- Instructions to follow -
Decide whether each statement below agrees with the text on render hooks, answering yes or no and quoting the exact words of the text that settle it. (a) The heading template sets the Aria label to the heading's text. (b) A Markdown link must include a link title. (c) The link template gives every link the target="_blank" attribute.

- Selected extract -
● ● ● ●

The hook kinds currently supported are:

  • heading
  • image
  • link
  • codeblock


If your site has many subheadings then it’s useful to be able to add an anchor link to each heading so that users can easily link to a specific heading, like I have done on this site. This can be setup with a custom template for the heading hook kind.

<h{{ .Level }} id="{{ .Anchor | safeURL }}">{{ .Text | safeHTML }}
  <a class="header-link" href="#{{ .Anchor | safeURL }}"
    aria-label="Link to this section: {{ with .Text}}{{ . }}{{ end }}"></a>
</h{{ .Level }}>

This will add an anchor link to each heading that links to the heading’s anchor. The Aria label is also set to the heading’s text.

A Markdown link has three components: link text, a link destination, and optionally a link title.

Most sites have links and it’s a common practise to have external links open in a new tab. By using the Markdown render hook template below all links beginning with http will automatically have the target="_blank" attribute. You could add an external link icon within this block if you wanted.

<a href="{{ .Destination | safeURL }}" {{ with .Title}} title="{{- . -}}"

● ● ● ●

- Stored records -
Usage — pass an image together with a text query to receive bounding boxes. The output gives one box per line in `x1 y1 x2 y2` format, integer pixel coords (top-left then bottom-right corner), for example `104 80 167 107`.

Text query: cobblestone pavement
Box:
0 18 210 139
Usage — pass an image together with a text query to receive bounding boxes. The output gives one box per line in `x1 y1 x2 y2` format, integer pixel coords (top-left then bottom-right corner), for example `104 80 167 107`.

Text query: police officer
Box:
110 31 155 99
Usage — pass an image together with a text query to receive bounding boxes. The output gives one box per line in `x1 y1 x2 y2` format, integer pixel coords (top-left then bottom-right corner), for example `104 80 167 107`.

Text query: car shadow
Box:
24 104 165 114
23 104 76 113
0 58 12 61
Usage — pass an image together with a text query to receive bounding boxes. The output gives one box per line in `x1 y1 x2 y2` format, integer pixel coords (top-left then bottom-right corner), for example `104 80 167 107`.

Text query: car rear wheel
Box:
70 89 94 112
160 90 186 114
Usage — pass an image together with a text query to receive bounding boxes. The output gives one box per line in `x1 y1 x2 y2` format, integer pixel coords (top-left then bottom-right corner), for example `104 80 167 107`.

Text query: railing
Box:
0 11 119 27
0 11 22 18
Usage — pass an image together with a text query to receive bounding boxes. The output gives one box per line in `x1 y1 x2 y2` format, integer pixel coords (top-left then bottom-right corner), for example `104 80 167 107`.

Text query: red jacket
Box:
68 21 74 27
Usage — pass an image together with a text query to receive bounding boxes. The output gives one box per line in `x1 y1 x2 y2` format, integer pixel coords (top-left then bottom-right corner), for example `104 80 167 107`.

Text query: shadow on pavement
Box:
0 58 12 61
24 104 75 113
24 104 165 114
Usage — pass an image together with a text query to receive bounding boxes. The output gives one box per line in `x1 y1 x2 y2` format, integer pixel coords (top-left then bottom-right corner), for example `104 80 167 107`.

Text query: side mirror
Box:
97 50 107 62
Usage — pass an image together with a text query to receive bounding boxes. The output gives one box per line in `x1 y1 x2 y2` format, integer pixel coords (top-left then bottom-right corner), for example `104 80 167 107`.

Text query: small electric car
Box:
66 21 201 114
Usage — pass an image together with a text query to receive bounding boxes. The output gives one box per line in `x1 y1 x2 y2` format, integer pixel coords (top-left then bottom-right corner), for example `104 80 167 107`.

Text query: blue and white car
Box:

● ● ● ●

- Solution to this exercise -
(a) Yes: "The Aria label is also set to the heading’s text."
(b) No: "and optionally a link title."
(c) No: "all links beginning with http will automatically have the target="_blank" attribute."